EXERCISE REQUIREMENTS:
[a] Please summarize the passage on tragedy and virtue in two sentences.
[b] Carry the passage on tragedy and virtue forward from its final sentence.

PAGE EXTRACT:
I would think it obvious that it is essential to human equilibrium and a true engagement with reality to acknowledge that tragedy is the defining part of human life and to accept the limits (and opportunities) this imposes, both individual and political. The effort to deny tragedy was among the fundamental factors responsible for what happened in the twentieth century. Utopianism defies tragedy—and fails.
Two of the individuals most important to my discussion, T. E. Lawrence and Vladimir Peniakoff, found a kind of serenity in resolute acceptance of and engagement with the violence in our nature, deriving from it what I would call the only true solution, the classical one, identified by Aristotle as the pursuit of virtue, the only proper pursuit for a human being.
Such is an uncomfortable route toward a solution since it demands individual self-examination and renounces the consoling ideologies and utopian illusions of a collective resolution of the human problem. Virtue is an all but totally ignored conception today, when narcissism and the (futile) pursuit of self-esteem are the prevailing counterfeits of individual worth and achievement, with death denied in the search for the therapy of immortality.

GIVEN DATA:
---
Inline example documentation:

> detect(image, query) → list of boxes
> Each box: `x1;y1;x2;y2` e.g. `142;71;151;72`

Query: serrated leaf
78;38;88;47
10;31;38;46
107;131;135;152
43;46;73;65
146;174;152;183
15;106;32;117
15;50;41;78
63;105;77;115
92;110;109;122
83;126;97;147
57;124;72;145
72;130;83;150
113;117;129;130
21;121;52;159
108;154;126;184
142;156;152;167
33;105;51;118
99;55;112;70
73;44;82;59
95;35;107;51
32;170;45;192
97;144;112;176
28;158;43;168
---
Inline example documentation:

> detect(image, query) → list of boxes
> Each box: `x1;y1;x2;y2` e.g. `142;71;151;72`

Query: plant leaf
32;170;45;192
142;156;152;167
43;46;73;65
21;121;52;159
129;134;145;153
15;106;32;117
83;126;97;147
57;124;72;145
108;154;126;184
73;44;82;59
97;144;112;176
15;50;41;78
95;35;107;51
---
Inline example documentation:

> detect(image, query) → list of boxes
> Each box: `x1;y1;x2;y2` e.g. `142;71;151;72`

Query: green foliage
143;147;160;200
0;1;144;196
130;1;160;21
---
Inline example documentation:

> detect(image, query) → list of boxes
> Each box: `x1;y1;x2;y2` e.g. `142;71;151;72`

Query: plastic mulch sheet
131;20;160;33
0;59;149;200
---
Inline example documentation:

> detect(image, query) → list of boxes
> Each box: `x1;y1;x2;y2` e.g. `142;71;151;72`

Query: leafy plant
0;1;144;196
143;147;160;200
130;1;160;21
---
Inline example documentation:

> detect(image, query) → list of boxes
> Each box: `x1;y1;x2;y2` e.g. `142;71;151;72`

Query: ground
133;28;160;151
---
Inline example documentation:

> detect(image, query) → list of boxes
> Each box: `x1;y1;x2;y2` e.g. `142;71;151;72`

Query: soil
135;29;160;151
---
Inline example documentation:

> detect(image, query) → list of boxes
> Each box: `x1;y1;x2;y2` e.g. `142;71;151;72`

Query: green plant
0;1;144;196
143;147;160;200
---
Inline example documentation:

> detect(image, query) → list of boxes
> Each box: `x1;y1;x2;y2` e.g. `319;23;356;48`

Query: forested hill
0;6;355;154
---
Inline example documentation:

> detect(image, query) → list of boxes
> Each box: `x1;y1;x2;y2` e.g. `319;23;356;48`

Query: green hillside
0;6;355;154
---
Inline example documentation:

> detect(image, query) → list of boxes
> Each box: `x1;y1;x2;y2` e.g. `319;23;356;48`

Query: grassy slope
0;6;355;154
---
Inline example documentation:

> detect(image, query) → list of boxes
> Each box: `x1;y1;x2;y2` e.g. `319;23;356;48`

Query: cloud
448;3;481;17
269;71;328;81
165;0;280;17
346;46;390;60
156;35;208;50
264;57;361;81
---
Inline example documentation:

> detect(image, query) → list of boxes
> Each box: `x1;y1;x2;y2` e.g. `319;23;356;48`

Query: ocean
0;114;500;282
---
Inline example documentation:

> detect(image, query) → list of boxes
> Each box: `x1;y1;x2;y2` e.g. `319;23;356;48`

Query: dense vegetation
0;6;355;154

ANSWERS FOR THE EXERCISE:
[a] Acknowledging tragedy as the defining part of human life and accepting the limits and opportunities it imposes is essential to human equilibrium, and the utopian effort to deny tragedy was among the fundamental factors behind what happened in the twentieth century. T. E. Lawrence and Vladimir Peniakoff found serenity by accepting and engaging with the violence in human nature, arriving at Aristotle's classical solution, the pursuit of virtue, which demands individual self-examination but is all but ignored today amid narcissism and the pursuit of self-esteem.

[b]
— William Pfaff, The Bullet’s Song: Romantic Violence and Utopia
Pfaff identifies the First World War as the cataclysmic event in which the old certainties were shattered. Since then, we’ve been frantically pawing through the shards, trying to piece them back together, creating various grotesqueries in the process. He also notes the role simple boredom, a frivolous longing for “something interesting,” played in the destruction. A century later, in the midst of unprecedented affluence, other bored people, needing something stronger than video games, prefer to live-action-role-play as Nazis and Communists to make their lives seem significant. As George Santayana said, that is what romantic philosophy would condemn us to: strutting and roaring. The alternative, humility, is more painful than battle.